## Tekst

━━━━━━━━━━

Aan de orde is de voortzetting van de behandeling van:

de brief van de minister van Justitie van 11 mei 2007 met betrekking tot het overzicht van openstaande toezeggingen (30800 VI, D).

De beraadslaging wordt hervat.

Minister Hirsch Ballin:

Mevrouw de voorzitter. Er is gisteravond gesproken over een aantal openstaande toezeggingen. Laat ik vooropstellen dat ik het eens ben met de leden van uw Kamer die gisteravond het woord hebben gevoerd: mevrouw Broekers, de heer Van de Beeten en mevrouw Westerveld.

De voorzitter:

De heer Van de Beeten was er niet bij.

Minister Hirsch Ballin:

Ik vergis mij inderdaad. Er werd gisteravond een opmerking gemaakt mede namens de heer Van de Beeten en zijn naam staat nog op de sprekerslijst. Omdat ik weet wat hij op het hart heeft, heb ik enkele behartigenswaardige woorden aan hem toegeschreven.

De achtergrond van de opmerkingen die mevrouw Broekers en mevrouw Westerveld hebben gemaakt over openstaande toezeggingen, is het belang van de toezeggingen die door mijn ambtsvoorgangers en ambtgenoten zijn gedaan bij de behandeling van wetsvoorstellen. Ik wil graag van mijn kant onderstrepen en onderschrijven hoe belangrijk het is dat wat er wordt besproken in de Kamer, een goed vervolg krijgt. Dit is bovendien soms ook behulpzaam als dingen niet meer verhelderd kunnen worden doordat net een andere wending wordt gekozen in de formulering van wettelijke bepalingen. Immers, zowel het recht van amendement als het recht om wijzigingen bij nota van wijziging aan te brengen, ontbreekt in het stadium van behandeling in deze Kamer. Bovendien hebben de vragen vaak betrekking op de uitvoering van de wetgeving. Dus wat mevrouw Broekers en mevrouw Westerveld hebben gezegd en dat waarvan ik weet dat het de heer Van de Beeten ook ter harte gaat, onderschrijf ik volledig.

━━━━━━━━━━

## Regelfragmenten
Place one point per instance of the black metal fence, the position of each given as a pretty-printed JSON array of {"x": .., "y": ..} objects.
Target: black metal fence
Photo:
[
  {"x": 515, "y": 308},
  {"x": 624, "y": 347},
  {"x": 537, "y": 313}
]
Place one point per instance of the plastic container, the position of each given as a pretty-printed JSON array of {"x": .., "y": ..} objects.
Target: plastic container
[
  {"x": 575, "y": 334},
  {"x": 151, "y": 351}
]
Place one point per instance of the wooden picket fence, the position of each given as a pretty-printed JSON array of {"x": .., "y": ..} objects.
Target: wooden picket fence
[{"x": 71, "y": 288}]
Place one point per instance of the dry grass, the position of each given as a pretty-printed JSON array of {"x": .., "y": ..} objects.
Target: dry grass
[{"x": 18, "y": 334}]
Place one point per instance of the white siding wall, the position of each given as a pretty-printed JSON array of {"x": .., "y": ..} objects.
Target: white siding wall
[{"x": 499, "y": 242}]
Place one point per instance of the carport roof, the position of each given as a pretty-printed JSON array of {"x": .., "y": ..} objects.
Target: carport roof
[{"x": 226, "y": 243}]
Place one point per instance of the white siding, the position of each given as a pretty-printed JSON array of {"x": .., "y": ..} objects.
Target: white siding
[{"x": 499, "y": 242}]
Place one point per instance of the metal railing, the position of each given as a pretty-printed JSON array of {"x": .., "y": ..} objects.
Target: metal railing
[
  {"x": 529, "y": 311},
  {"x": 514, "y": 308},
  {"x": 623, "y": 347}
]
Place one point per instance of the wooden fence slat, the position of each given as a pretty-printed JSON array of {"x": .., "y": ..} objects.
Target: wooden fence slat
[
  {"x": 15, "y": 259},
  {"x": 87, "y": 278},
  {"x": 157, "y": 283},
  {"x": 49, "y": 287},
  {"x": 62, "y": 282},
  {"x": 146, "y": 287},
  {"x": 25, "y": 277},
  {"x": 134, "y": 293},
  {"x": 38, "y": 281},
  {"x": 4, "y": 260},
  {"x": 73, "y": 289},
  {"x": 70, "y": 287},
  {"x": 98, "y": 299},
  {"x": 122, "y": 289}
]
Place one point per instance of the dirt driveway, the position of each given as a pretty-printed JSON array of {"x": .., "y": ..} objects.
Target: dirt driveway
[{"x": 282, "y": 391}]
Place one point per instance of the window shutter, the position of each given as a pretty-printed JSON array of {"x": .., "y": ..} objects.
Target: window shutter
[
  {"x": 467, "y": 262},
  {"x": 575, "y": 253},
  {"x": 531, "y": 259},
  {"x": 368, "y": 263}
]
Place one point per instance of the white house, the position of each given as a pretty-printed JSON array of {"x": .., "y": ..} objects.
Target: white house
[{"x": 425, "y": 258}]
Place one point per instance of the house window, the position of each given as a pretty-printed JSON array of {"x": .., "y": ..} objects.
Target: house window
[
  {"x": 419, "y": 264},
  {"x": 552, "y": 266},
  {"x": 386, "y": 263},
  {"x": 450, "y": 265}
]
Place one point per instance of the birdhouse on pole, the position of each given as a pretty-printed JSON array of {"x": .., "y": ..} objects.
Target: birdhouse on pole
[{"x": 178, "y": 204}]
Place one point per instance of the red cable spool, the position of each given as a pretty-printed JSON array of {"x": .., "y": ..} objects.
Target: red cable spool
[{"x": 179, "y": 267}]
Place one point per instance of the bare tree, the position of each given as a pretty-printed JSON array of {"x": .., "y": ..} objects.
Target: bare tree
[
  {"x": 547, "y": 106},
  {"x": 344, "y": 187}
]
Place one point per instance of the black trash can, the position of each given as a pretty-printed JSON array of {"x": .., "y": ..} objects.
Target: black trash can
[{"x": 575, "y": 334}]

━━━━━━━━━━

Wie merkt in de tekst op dat de heer Van de Beeten er niet bij was?

## Oplossing
De voorzitter.